Location annotation dataset excerpts
───

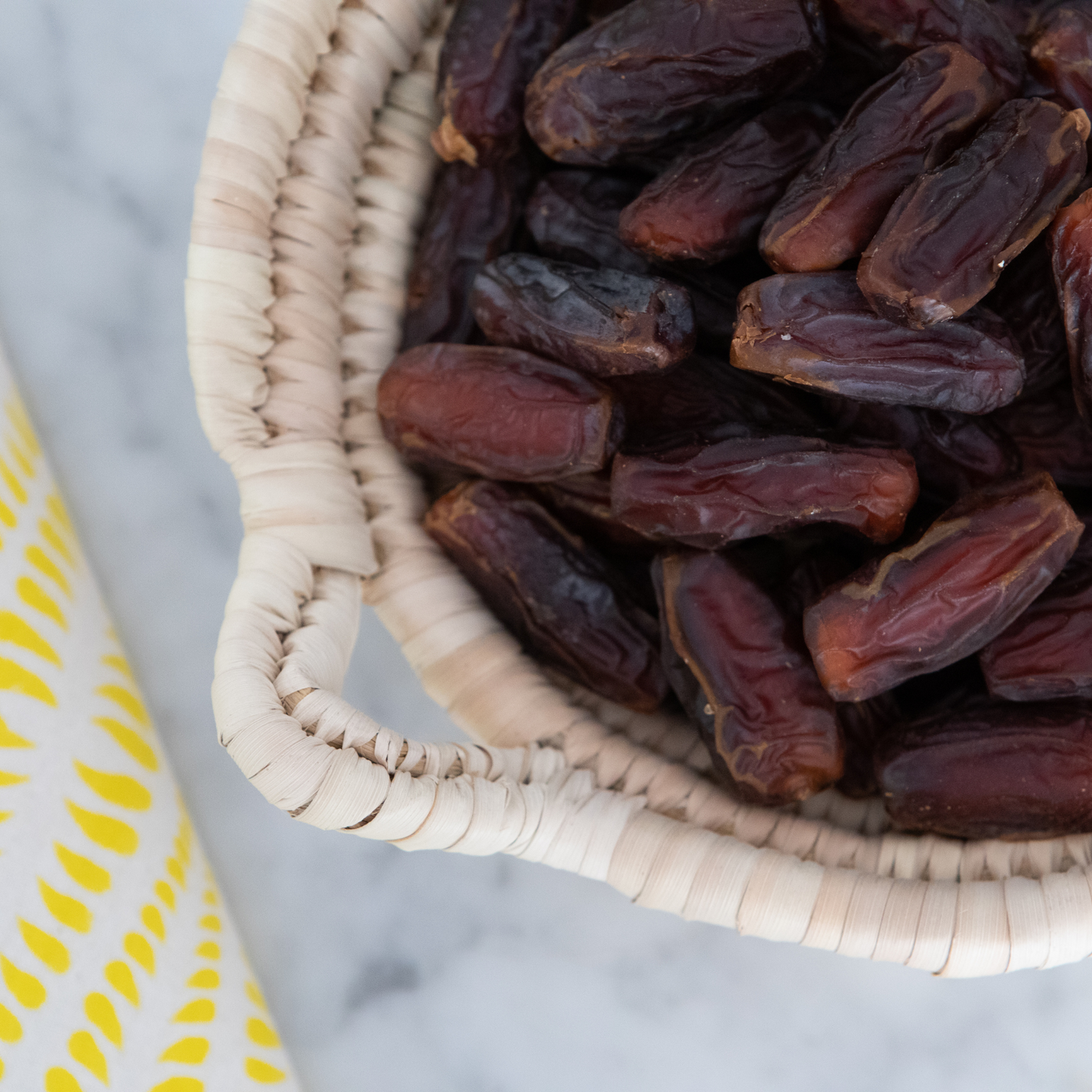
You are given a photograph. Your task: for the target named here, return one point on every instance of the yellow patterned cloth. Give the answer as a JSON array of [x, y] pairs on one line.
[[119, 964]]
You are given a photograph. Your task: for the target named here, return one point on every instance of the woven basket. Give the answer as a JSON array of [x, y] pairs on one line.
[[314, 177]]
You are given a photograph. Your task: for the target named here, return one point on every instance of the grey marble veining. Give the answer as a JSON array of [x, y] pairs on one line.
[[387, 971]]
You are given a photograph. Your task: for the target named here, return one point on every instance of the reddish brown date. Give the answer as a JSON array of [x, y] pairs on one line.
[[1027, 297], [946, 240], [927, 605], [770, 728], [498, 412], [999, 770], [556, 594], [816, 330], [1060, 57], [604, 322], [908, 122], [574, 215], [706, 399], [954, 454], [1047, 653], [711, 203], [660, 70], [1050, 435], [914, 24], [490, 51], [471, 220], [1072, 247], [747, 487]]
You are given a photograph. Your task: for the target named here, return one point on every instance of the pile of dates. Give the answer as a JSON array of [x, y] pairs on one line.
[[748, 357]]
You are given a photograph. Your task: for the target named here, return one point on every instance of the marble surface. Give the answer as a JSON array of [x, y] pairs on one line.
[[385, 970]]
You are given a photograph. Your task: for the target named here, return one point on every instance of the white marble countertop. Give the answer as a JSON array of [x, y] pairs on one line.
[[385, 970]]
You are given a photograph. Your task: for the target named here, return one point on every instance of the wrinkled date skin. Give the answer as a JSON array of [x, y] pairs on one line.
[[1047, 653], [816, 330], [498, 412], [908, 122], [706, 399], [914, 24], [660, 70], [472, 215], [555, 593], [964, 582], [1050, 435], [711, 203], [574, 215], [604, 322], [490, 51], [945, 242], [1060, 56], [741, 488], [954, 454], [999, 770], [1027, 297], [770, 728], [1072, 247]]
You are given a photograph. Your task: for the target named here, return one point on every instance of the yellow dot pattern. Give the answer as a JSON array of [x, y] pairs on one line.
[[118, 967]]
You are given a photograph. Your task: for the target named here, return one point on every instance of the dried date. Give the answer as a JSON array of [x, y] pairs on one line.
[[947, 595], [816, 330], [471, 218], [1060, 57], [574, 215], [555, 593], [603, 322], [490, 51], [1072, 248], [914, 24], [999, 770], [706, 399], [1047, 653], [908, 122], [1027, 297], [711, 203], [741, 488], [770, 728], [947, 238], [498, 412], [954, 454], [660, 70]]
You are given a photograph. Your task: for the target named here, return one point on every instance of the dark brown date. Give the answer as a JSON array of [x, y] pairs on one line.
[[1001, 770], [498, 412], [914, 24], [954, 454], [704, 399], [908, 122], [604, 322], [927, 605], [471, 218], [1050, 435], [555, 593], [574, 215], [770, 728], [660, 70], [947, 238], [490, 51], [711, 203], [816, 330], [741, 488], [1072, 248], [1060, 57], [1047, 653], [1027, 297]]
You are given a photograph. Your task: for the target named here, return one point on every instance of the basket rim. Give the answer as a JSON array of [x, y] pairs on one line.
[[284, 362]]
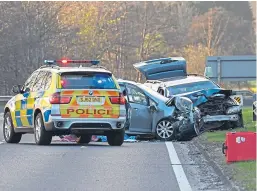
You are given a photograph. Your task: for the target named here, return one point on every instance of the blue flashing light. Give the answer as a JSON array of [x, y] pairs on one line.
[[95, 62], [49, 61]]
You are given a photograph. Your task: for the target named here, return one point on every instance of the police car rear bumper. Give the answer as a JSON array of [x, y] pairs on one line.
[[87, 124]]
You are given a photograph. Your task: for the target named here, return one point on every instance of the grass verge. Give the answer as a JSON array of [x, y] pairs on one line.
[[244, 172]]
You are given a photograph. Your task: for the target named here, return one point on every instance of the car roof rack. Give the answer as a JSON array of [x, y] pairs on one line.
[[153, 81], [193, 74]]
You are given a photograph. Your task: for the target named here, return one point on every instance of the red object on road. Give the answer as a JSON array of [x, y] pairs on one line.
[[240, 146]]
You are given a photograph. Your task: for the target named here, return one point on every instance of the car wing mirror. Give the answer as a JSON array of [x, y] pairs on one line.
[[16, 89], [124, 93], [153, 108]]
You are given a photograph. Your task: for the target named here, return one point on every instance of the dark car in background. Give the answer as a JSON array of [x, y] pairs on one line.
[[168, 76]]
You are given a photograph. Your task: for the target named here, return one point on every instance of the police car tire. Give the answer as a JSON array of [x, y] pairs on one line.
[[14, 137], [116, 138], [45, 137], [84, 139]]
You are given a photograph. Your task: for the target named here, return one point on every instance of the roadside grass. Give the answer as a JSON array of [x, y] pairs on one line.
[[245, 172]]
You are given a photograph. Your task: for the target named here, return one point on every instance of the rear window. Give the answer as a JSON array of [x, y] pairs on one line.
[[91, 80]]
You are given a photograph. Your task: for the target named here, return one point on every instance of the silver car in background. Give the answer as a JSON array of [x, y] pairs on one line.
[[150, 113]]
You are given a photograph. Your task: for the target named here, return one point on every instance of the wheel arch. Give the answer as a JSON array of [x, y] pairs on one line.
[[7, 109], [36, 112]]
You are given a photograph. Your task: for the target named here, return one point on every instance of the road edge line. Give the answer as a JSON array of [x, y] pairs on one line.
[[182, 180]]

───

- **AIM**: Please quote all of the entries above word for word, omitting the pictures.

- **FULL ANSWER**:
You are given a photograph. Your task: for the target named here, return one point on every instance of the yellow patterned cloth. Give the answer as a JSON array of [x, y] pairs on one line.
[[119, 964]]
You are given a photograph. Your task: for the target named here, return one point on every instance of the woven basket. Give the answer as a JSON array of [x, y] pairs on one line.
[[314, 177]]
You are given a photograph. Your task: for the target named here, return one point on every instance of the grey marble veining. Give the answer as a JSON array of [x, y] pairs on one line.
[[387, 971]]
You are given a photograph. Your task: for the target named here, return one point on every instance of the reddish brown date. Give the answer as a JSON array of [x, y] pairs on one line.
[[1027, 297], [946, 240], [927, 605], [770, 728], [498, 412], [999, 770], [556, 594], [816, 330], [1060, 57], [604, 322], [908, 122], [574, 215], [706, 399], [954, 454], [1047, 653], [711, 203], [660, 70], [1050, 435], [914, 24], [490, 51], [471, 220], [1072, 247], [747, 487]]
You are given a photograph. Your task: for the target named here, return one point on every instance of the pile of dates. Give the answer as a JSON array of [x, y] pairs on one line.
[[748, 357]]
You are given a photograph. Your task: for the target named here, return one point on every instance of the marble surface. Give the answer as a JSON array of [x, y] pairs on one line.
[[385, 970]]
You are given a photograph. Your task: for the target named here, return one point on every instance of the white marble countertop. Give the answer as a JSON array of [x, y] pairs on one line.
[[385, 970]]
You are given a photograph. Your task: for the target named here, return one point on every instance of the wrinkled date skin. Give the answer as a JSON array of [x, y] pairs on one line.
[[1047, 653], [816, 330], [498, 412], [908, 122], [706, 399], [914, 24], [660, 70], [472, 215], [555, 593], [964, 582], [1050, 435], [711, 203], [574, 215], [604, 322], [490, 51], [945, 242], [1060, 56], [741, 488], [954, 454], [999, 770], [1027, 297], [770, 728], [1072, 247]]
You are given a photograph. Your task: for the target named here, return one point on every instance of the yellow dot pattern. Give the answer as a JSON array of [x, y] pairs on one line.
[[118, 967]]
You are given a photograph. Your task: for the target named here, return one point on every instance of the dried date. Give the answer as a JSON array of [x, y] pairs on one line.
[[947, 595], [816, 330], [471, 218], [1060, 57], [574, 215], [555, 593], [603, 322], [490, 51], [1072, 248], [914, 24], [999, 770], [706, 399], [1047, 653], [908, 122], [1027, 297], [711, 203], [741, 488], [770, 728], [947, 238], [498, 412], [954, 454], [660, 70]]
You are given a photograph. Your task: for the target named here, return one point on every instance of the dark brown date. Give the answer as a JSON array of [x, y] pairs on one line.
[[1001, 770], [498, 412], [914, 24], [954, 454], [704, 399], [908, 122], [604, 322], [927, 605], [471, 218], [1050, 435], [555, 593], [574, 215], [770, 728], [660, 70], [947, 238], [490, 51], [711, 203], [816, 330], [741, 488], [1072, 248], [1060, 57], [1047, 653], [1027, 297]]
You are given a photograph. Your task: for the target named here, return one point on every instance of the basket rim. Give the answer as a JSON array of [x, y] pairs on one line.
[[284, 362]]
You are given a photograph. Your task: for the target named here, return one point on every instance of the blue flashing light. Give the answer as a JSON array of [x, y] pairs on one line.
[[95, 62], [49, 61]]
You are given a photograph. Your task: for the target named here, return one point on every instance of the police car rear bumper. Give the answer as a JSON array of [x, y] pairs on one line.
[[87, 124]]
You are given a photograph. Your task: for the target named here, return one point on every instance of the grass verge. Give the answer as a JSON array of [x, y] pairs on one line.
[[244, 172]]
You are given a photograph. Your task: for the target named here, return one point on every instance of the car roof rack. Give the answer as a JSON array of [x, y] pairs on one line.
[[153, 81], [193, 74]]
You are given a photograph. Your task: for the target named here, return one point on every instance of the red object on road. Give the answer as a JSON array of [x, y] pairs on one line.
[[240, 146]]
You are given a photograph. Your task: for the target named here, return one point on every instance of the car wing mirror. Give the answer as a JSON array of [x, y] pairs on one line.
[[16, 89], [124, 93], [153, 108]]
You are given a photograph. Your task: for the target named here, return one point on every instance of the dark car in background. Give the answer as a JSON array of [x, y] pairs on one line.
[[168, 76]]
You are given a photograph. Your task: for the target named here, return one point on every instance of the police car tire. Give the answer as a JSON array of [x, y] pairs on one line.
[[14, 137], [116, 138], [45, 137], [84, 139]]
You are given a photograph. Your task: for the target named here, return one point on every instance of the roadside grass. Give the answer as a JSON array of [x, y] pairs on one line.
[[245, 172]]
You are given a photograph. Your task: for the target named here, return one point on every instance of the rear window. Give the answer as a JSON array of [x, y] pairs on one line.
[[91, 80]]
You are given a photograph. Your task: for the target named here, return one point on every instance of the silver car in background. Give the answer as a JSON array of [x, y] pairs on one line.
[[150, 113]]
You are given a photograph. Your task: for the target named here, return one point on every instance of the wheel arch. Give the answer as a JSON array of [x, y] pairs on one line.
[[7, 109], [36, 112]]
You are given a photograph. Your task: for the target named here, return one point on every instance of the road edge line. Give the answer as a JSON array of [x, y] pairs on one line.
[[182, 180]]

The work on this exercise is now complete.